start SELECTION
This blog is coming to you from 38,000 feet. It’s a mile high and a little scared of flying. It may emit involuntary whimpers of terror, digress into meaningless tangents, and make little or no sense. In fact, it’s much like any other blog, but at least this time it has an excuse.

Day One of our USA roadtrip couldn’t have got off to a better start. Ben and I somehow managed to blag ourselves a free upgrade into Business Class on an overcrowded BA flight. We had been unable to check in online due to a website error and so were dismayed to learn we had been allocated seats five rows apart. (Note – I was dismayed. I rely on Ben’s shoulder to blub into, and hand to crush, during take-off, landing, and various indeterminate points during the flight, so the thought of him not being within grabbing distance was disconcerting. Ben looked quite cheerful.) I think it was the pathetic sight of us trying to split a pack of fruit pastilles in half that made them take pity on us, and so we find ourselves guided into armchair-sized seats, one facing forwards, one back, and glasses of fizz forcibly shoved in our hands.

I’m now reclining at 45 degrees, feet propped on a footstool, whilst a very nice air steward (in his 50s, keeps winking at me) plies me with Taittinger and peanuts, to the extent that I almost forget we’ve taken off and are somewhere over the Irish sea. To be honest, I’d be quite happy to spend the next eleven hours taxi-ing around the airport, being fed Shetland orange-cured gravadlax and sirloin steak, then go home. It seems like a bonus that we’re going on holiday too.

Two hours in…

Well and truly sozzled. Fizz turned to kir Royale, and then dinner arrived with four different types of wine to choose from, followed by a 15 year old drambuie and possibly more fizz – things got a little blurry at this point. I’m only glad I can blame my slightly staggered walk to the loo on the turbulence.

Three hours in…

The new Alan Partridge film is quite funny. But that might be the Taittinger talking.

Four hours in…

Fully reclined. Oh God…

Four and a half hours in…

I’m ruined for life. Damn you BA. Thanks to your ‘Involuntary upgrade’ I will no longer be able to fly cattle class on Ryan Air, knees hunched into sick bags and in-flight magazines, being stared at by the weird kid in the seat in front of me, trying to pretend like I don’t want to kill everyone within breathing distance. I have just checked how much these flights cost, and am wondering how much I can sell a kidney for. Ruined.

Five hours in…

Back to 45 degrees. Maybe I just don’t like enjoying myself, but lying horizontally just felt weird, and sleeping through a £300 an hour flight just seems wasteful. Those bottles of Taittinger aren’t going to empty themselves.
end SELECTION
REQUIRED TASK A -
Answer these questions using the blog post about the Business Class flight.
(i) What stopped the travelers from checking in online?
(ii) Which film does the writer find quite funny three hours in?
(iii) What hourly cost does the writer give for the flight?
REQUIRED TASK B - In the blog post about the Business Class flight, condense the paragraph beginning "Day One of our USA roadtrip" into a few sentences that keep its main facts.
REQUIRED TASK C - Resume the blog post about the Business Class flight after its last entry, writing a few more timed entries in the same voice.
start DATA EXTRACT
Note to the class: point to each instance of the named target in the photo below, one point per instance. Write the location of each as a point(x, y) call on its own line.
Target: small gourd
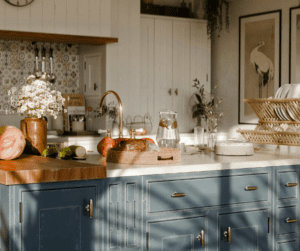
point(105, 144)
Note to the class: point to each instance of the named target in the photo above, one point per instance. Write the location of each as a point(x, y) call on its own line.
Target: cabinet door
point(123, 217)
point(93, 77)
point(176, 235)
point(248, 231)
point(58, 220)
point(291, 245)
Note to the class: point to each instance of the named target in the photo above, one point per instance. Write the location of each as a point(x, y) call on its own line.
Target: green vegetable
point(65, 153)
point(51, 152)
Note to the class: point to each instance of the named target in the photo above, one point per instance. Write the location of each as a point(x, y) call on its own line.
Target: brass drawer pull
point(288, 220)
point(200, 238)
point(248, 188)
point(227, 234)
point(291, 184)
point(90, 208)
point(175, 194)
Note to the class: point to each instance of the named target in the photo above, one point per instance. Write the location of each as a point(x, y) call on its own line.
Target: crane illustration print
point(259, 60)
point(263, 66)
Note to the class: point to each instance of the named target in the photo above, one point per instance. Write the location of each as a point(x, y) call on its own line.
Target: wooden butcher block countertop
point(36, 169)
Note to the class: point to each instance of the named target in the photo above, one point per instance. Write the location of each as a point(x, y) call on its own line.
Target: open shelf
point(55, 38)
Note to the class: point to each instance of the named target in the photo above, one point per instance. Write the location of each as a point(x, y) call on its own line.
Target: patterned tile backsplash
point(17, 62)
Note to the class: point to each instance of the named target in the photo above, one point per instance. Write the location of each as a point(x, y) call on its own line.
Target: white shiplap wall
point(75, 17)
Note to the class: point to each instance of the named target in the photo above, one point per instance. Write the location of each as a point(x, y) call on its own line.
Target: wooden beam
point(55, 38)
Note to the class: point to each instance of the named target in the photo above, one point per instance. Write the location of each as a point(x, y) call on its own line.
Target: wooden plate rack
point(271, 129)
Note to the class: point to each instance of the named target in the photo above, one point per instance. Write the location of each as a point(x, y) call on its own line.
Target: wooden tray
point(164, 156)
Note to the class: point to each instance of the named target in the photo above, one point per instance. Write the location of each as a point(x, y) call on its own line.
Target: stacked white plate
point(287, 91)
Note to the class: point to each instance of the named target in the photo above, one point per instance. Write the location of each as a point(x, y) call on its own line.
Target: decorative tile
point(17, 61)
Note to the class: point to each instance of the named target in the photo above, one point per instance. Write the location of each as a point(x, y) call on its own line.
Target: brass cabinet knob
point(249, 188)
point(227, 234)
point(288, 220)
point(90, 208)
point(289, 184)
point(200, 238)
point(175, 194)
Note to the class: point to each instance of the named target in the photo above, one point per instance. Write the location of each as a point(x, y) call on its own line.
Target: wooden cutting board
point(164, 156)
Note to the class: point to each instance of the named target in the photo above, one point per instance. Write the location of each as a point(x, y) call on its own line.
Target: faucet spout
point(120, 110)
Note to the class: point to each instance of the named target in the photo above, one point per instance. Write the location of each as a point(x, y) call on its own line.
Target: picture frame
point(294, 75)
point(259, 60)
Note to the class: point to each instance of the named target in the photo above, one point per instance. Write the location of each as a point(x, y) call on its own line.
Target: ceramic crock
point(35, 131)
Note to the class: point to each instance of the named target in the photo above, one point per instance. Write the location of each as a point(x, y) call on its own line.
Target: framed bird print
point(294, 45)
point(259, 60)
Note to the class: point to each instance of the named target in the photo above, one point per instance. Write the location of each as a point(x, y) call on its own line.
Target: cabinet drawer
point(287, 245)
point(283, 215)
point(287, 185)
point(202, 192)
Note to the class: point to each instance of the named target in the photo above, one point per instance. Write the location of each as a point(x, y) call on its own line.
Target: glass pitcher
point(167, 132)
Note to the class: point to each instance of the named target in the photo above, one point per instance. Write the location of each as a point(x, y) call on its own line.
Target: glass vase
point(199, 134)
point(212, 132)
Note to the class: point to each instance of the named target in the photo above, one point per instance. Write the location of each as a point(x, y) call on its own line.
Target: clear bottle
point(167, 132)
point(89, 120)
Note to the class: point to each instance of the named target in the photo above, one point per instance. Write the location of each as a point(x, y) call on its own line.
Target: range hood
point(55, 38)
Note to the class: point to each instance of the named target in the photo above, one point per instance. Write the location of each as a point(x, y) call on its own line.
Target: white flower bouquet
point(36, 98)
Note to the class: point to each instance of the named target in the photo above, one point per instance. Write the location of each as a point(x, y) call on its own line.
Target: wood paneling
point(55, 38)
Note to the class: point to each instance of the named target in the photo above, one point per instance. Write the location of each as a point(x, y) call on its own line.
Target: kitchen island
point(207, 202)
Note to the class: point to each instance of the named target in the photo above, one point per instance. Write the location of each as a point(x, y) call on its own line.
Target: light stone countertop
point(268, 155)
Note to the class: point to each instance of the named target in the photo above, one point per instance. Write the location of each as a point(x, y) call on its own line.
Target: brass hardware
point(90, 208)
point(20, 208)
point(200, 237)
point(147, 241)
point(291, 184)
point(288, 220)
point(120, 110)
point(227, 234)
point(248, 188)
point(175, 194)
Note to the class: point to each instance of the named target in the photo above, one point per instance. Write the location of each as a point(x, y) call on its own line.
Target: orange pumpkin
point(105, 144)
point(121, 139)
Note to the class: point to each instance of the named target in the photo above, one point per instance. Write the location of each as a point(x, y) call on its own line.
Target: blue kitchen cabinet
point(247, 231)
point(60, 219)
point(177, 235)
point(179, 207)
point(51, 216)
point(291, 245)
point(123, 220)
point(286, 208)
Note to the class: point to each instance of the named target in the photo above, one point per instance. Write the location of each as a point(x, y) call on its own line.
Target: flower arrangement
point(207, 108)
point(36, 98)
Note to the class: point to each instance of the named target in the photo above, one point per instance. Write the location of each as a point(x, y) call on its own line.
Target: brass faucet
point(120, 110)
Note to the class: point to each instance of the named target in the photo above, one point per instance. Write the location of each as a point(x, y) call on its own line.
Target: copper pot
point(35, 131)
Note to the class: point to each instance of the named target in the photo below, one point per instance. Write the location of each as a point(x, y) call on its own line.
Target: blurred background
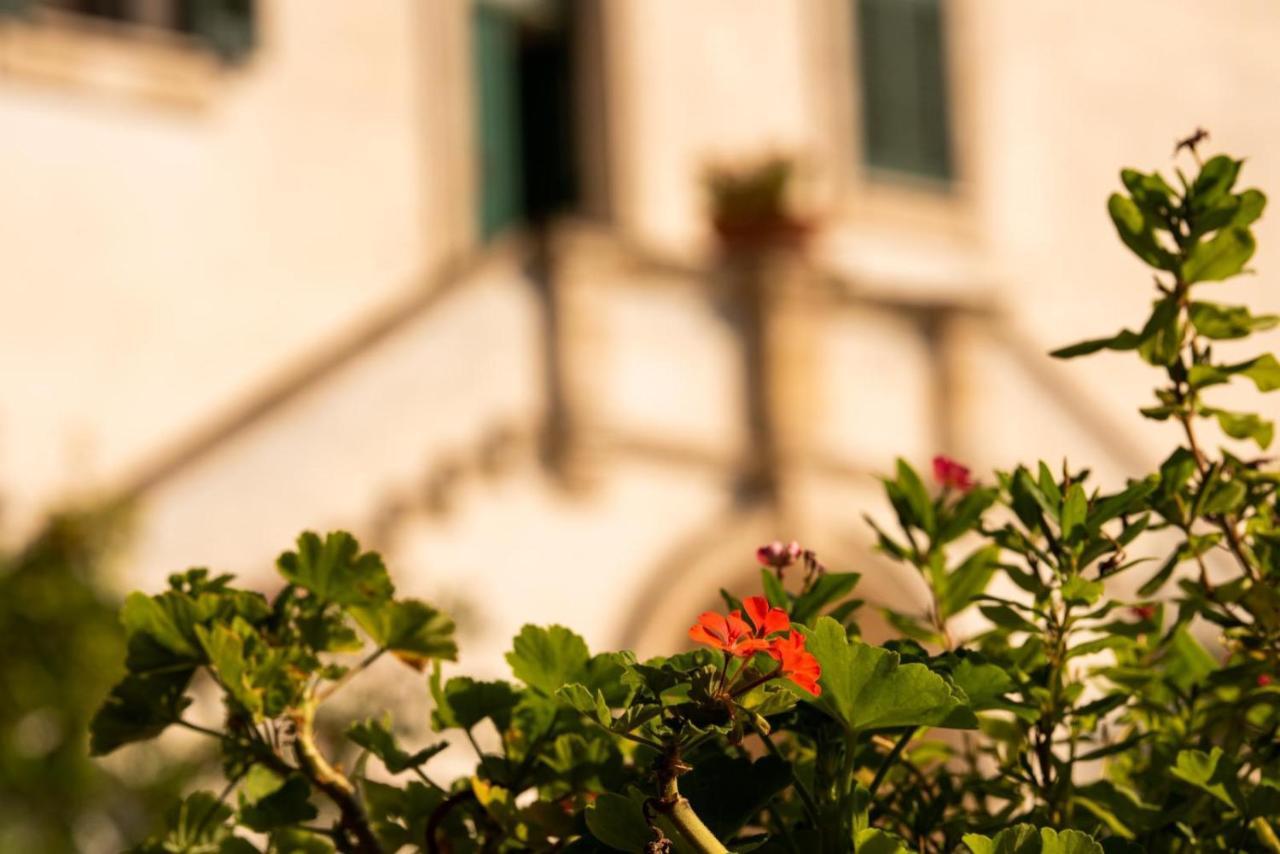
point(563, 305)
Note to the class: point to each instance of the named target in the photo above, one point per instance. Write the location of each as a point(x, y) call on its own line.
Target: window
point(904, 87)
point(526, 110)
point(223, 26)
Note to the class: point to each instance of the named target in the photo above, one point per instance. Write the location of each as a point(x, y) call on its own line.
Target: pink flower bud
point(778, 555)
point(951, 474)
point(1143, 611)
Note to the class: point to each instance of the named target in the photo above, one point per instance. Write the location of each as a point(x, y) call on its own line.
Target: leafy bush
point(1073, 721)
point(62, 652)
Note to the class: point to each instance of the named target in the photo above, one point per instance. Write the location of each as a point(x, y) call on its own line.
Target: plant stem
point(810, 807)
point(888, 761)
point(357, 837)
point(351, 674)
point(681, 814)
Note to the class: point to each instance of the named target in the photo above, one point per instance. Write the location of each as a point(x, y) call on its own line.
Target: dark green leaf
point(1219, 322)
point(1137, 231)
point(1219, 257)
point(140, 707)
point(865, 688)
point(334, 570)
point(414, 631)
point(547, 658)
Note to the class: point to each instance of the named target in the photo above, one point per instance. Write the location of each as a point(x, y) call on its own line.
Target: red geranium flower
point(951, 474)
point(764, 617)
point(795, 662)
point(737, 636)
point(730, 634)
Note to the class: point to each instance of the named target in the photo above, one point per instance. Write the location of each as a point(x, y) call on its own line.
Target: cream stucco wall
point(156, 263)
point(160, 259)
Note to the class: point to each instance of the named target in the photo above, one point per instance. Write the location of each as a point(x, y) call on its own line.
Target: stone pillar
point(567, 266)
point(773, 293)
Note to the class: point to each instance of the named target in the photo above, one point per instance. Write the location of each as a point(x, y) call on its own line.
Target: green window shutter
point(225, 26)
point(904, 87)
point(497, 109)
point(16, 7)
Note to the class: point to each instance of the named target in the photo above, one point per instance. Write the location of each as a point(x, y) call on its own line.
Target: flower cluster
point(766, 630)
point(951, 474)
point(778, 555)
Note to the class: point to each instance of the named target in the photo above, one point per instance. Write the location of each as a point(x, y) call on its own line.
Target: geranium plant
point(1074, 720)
end DATA EXTRACT
start DATA EXTRACT
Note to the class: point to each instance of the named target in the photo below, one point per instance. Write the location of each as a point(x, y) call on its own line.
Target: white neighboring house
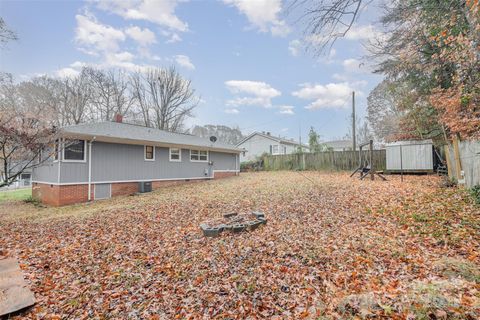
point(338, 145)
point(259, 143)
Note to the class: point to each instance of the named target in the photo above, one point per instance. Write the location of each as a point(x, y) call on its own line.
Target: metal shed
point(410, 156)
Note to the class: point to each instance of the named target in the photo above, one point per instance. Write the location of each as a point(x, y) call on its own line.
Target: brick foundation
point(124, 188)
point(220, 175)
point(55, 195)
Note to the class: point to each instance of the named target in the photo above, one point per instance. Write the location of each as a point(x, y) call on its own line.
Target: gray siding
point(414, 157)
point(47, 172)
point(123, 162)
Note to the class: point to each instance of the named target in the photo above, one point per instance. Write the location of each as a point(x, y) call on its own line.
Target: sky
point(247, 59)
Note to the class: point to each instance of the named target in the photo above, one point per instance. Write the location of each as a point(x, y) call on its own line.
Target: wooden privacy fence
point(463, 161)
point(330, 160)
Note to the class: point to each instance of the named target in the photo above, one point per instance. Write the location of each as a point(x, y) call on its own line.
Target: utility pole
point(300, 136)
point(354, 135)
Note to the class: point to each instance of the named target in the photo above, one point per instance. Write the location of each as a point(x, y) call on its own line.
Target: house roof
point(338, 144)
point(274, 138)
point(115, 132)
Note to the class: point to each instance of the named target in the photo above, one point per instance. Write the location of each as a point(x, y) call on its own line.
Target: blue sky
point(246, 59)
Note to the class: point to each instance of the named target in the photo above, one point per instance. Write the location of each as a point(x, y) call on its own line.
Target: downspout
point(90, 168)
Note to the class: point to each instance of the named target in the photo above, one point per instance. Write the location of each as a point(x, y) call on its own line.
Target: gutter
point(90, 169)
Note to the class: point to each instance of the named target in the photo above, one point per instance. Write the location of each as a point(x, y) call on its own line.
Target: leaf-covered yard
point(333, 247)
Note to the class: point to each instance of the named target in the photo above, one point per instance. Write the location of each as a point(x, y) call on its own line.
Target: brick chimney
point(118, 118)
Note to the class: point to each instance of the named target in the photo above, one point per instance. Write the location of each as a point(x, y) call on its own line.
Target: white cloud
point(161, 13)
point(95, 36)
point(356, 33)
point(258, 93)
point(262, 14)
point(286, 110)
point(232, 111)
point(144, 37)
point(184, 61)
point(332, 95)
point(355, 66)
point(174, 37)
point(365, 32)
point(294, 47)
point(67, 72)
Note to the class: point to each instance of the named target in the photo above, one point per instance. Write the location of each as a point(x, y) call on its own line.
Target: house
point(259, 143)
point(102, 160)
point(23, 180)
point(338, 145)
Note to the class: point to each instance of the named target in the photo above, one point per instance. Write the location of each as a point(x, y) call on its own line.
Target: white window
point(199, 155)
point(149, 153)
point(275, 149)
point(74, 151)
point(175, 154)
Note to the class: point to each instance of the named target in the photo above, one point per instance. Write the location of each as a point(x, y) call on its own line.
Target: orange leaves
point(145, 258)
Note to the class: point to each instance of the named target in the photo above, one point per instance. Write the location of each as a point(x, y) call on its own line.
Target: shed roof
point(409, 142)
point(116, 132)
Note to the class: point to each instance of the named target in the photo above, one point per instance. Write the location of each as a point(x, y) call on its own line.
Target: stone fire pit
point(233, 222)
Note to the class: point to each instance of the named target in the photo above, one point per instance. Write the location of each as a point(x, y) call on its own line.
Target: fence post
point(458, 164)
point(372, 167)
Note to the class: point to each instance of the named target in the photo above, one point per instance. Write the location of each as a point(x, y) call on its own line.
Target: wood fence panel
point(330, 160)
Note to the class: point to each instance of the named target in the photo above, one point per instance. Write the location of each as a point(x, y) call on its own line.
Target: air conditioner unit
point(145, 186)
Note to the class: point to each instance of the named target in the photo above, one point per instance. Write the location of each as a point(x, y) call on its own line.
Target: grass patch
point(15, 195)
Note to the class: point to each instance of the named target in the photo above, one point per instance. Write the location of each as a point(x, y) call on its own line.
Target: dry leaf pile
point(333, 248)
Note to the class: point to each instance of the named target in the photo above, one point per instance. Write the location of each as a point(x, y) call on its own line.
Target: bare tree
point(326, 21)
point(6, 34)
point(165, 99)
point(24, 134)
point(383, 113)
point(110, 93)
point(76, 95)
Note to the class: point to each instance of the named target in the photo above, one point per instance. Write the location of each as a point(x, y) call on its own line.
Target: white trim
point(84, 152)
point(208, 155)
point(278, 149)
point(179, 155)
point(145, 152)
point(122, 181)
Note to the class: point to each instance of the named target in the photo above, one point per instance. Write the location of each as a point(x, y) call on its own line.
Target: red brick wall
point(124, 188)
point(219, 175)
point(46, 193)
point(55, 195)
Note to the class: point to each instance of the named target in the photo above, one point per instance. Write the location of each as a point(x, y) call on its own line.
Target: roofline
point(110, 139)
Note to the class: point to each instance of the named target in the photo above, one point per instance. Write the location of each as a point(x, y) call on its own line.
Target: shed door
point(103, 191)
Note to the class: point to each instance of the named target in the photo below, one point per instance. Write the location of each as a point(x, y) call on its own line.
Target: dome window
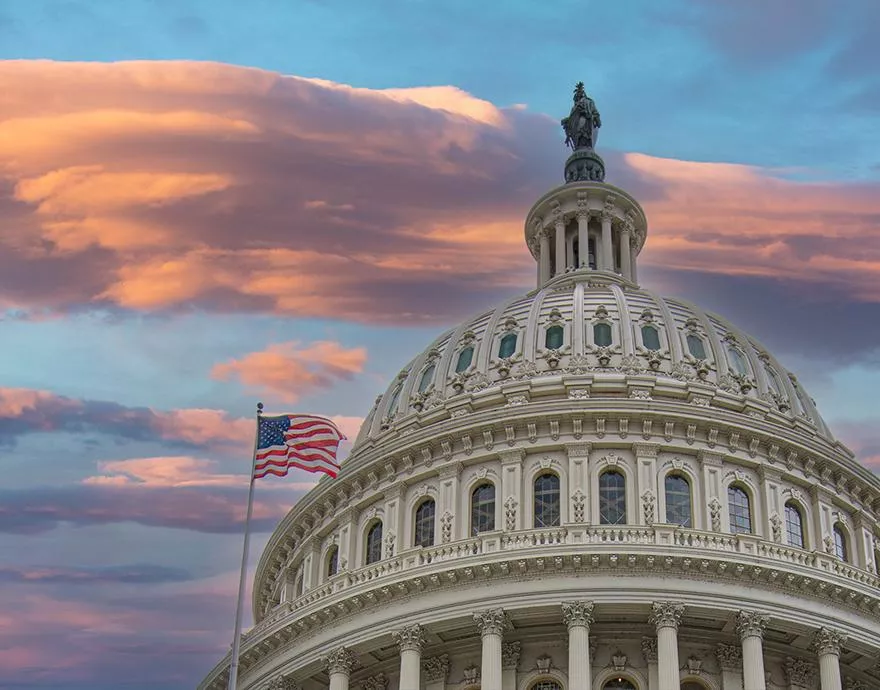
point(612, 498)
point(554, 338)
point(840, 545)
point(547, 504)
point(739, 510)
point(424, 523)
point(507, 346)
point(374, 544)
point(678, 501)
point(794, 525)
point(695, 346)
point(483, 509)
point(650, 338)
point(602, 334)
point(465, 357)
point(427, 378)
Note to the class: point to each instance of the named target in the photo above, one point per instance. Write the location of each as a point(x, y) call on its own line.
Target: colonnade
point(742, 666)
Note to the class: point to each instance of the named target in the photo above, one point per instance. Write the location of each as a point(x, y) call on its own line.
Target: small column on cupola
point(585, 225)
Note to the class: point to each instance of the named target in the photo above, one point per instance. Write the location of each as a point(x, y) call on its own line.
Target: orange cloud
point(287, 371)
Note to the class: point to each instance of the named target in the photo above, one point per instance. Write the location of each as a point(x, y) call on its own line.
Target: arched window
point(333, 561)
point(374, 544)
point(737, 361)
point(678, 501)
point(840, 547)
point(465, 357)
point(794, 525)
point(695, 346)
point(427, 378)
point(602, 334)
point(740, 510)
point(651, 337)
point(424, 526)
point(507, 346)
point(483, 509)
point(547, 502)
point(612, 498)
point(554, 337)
end DATA EXTRACT
start DATA EXTRACT
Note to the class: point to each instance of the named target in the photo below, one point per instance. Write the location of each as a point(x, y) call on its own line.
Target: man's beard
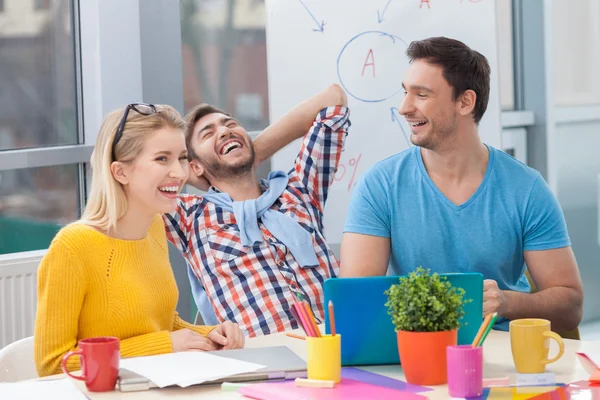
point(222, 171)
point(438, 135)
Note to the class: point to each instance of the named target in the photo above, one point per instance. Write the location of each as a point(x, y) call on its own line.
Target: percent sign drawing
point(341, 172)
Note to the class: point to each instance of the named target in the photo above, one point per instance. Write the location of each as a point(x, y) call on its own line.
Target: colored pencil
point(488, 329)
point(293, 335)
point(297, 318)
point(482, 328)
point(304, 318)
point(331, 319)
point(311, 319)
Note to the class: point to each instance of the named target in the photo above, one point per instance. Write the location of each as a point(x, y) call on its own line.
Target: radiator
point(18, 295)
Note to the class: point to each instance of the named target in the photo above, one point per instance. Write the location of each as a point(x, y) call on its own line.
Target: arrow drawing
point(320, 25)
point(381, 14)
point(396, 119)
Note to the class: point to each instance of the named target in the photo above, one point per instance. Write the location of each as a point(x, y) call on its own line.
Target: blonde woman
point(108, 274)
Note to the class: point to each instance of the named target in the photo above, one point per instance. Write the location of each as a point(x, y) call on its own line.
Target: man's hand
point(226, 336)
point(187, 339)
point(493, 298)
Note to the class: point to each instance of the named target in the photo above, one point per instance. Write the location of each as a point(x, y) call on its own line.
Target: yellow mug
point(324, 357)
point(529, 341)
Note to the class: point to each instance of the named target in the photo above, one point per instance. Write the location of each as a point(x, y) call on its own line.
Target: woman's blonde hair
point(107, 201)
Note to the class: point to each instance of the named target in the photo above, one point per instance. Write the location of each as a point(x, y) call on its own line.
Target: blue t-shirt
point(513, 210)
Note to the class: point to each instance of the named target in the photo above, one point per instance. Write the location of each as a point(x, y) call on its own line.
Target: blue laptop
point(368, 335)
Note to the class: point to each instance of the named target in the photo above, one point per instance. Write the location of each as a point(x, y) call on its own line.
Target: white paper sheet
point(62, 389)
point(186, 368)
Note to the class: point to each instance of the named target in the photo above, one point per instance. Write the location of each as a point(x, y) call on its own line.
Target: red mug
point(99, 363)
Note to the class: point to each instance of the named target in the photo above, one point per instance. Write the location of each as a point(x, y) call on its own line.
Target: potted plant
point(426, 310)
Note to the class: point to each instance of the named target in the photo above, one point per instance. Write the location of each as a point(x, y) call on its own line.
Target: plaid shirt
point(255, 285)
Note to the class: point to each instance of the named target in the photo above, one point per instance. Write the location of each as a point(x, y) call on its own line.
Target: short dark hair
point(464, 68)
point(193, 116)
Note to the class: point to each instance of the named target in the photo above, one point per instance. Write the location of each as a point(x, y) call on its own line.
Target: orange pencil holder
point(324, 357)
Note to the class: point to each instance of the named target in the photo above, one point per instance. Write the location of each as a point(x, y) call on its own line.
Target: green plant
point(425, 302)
end DATA EXTRACT
TASK ANSWER A -
(i) A website error.
(ii) The new Alan Partridge film.
(iii) £300 an hour.

TASK ANSWER B - On Day One of their USA road trip, the writer and Ben got a free upgrade to Business Class on an overcrowded BA flight. A website error had kept them from checking in online, and they had been given seats five rows apart. The writer was dismayed, since the writer relies on Ben during take-off and landing, while Ben looked cheerful. The writer thinks staff took pity on them after watching them split a pack of fruit pastilles. They were shown to armchair-sized seats, one facing forward and one back, and handed glasses of fizz.

TASK ANSWER C -
Six or seven hours… Who’s counting?

The business class toilet is never occupied, and has never-ending supplies of toilet roll. And hand cream. The mirror doesn’t show up my silver hairs and for this reason alone is worth the ticket price. It seems insanely immoral to have four toilets between 80 people (rather than the same amount between 200) so to alleviate my guilt I’m using it lots.

Somewhere over Canada…

I’m composing my thank you tweet to BA, to be twittered the moment we land and can find some wifi. Gravadlax and Taittinger are quite long words however, and I have limited wordcount. It seems a shame to shorten them to fish and fizz. My tweet needs to be humble and sincere, yet convey the sheer awesomeness that is Life Behind the Blue Curtain. I want it to appeal to BA’s marketeers, thus earning me a retweet, yet not appear too brown-nosing, as though my intention is to secure an upgrade for our return trip. That’s not my reasoning at all. Oh no.

Maine? Looks snowy.

After much debate my tweet reads as follows:

“Huge thanks to the amazing BA for our upgrade to business class this afternoon. Our booking ref is zxhj12. Just sayin’.”

I’ve never been one for subtlety.

Two hours to go…

I’ve just realised I’ve spent the last half hour hunched in my seat, footstool in the upright position. I’m not cut out for this type of luxury.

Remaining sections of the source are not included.